→ **Passage provided**:
========

Everyone, please join us in sending our letters with caring words to people in Japan (to the Japanese Ambassador in US). smile.gif


And, my two cents/yen on this topic:
QUOTE (jacksparrow589 @ Mar 15 2011, 02:22 PM) *
While some of the comments are certainly hateful and downright bigoted, this article/blog poses a great question: Why is there no looting in Japan?

I'm not surprised at all on this, as I think that's how they are supposed to behave in time of crises like this.

Historically, Japan is a nation with tiny amount of land with large population with not much other natural resources, so, I think, maintaining the social order is very important to them, and even more so in time of crisis. Hence, I think it's deeply rooted in their culture that in time of a huge crises like this one, many of them seem to automatically go into "major social crises" mode in which they think "what's best for the whole" alongside "what's best for me" and often put the emphasis on "what's best for the whole," or suppress own needs to a degree, to the benefit of the good for the whole ... you know, like Mr. Spock in Star Trek. tongue.gif

Additionally, I think, making a social disruption is often frowned upon as a "bad behavior" in Japan, even in normal times, and doing so in crisis time is even worse and very much looked down. ...In time of crisis, if you can help, help any way you can, and if you don't have any skills to contribute, then the next best thing to do is stay out of their way and try NOT to disrupt... like that. ^^

...incidentally, every individual acting in good and cooperative behavior actually (supposedly) benefits them, as, this way works most economically and efficiently for "the whole", and in turn, benefits all of them, as the more cooperative the public is, then less efforts they need for the public control and hence they can divert more of available resources for other much needed efforts such as searching for survivors, and securing essential items for everyone, etc. ...hence it goes back to "disruption is bad" social culture, and so it goes in the [good] circle. And, Japanese people, be it from the tradition, culture, or whatnot, seem to know this, not necessarily in "academic" terms but more of "instinctively" and behave upon it.

========

→ **Listed records**:

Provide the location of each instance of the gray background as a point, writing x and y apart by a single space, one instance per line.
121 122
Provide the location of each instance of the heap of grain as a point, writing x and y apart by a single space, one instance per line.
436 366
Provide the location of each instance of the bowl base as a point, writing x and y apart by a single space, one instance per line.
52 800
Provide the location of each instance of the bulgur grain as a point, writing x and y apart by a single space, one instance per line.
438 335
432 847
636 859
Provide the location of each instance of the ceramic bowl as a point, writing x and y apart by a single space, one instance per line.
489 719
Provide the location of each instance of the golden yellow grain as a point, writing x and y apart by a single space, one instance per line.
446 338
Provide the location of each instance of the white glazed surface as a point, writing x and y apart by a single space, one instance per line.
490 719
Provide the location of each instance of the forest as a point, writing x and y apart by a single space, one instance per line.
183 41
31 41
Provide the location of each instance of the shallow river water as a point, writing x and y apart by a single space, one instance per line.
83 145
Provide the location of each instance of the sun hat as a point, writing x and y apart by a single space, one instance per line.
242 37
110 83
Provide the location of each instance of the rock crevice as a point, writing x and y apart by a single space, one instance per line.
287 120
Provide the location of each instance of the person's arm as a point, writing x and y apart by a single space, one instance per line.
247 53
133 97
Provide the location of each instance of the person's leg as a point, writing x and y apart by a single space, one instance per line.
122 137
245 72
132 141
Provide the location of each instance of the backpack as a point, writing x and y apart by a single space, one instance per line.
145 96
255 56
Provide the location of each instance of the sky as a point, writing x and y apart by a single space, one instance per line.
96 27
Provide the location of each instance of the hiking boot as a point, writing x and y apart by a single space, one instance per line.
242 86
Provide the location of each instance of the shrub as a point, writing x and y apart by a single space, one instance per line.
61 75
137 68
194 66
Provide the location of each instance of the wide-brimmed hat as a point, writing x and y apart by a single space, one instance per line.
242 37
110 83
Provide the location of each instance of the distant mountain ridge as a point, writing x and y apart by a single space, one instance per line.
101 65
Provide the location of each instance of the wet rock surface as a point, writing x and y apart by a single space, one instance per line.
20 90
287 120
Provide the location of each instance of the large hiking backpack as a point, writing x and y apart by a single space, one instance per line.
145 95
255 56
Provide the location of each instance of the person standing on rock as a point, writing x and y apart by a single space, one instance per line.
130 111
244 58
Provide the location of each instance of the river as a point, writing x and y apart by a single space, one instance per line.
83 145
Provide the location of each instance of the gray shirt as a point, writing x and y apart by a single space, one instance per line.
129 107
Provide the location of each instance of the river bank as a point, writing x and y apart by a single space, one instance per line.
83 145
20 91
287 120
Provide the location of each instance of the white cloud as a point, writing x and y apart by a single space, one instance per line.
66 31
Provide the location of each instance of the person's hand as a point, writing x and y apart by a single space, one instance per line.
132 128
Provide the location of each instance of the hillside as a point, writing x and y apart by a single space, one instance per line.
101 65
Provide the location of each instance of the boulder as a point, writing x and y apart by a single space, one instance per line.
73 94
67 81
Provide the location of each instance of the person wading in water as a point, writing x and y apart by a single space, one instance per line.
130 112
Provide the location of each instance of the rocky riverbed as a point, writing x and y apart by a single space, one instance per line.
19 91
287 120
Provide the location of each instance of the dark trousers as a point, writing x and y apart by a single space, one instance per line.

========

→ **What the task requires**: Transcribe the stretch of the forum post on public conduct in Japan during the crisis, from "Everyone, please join" through "crises like this.".

→ **Finished exercise**:
Everyone, please join us in sending our letters with caring words to people in Japan (to the Japanese Ambassador in US). smile.gif


And, my two cents/yen on this topic:
QUOTE (jacksparrow589 @ Mar 15 2011, 02:22 PM) *
While some of the comments are certainly hateful and downright bigoted, this article/blog poses a great question: Why is there no looting in Japan?

I'm not surprised at all on this, as I think that's how they are supposed to behave in time of crises like this.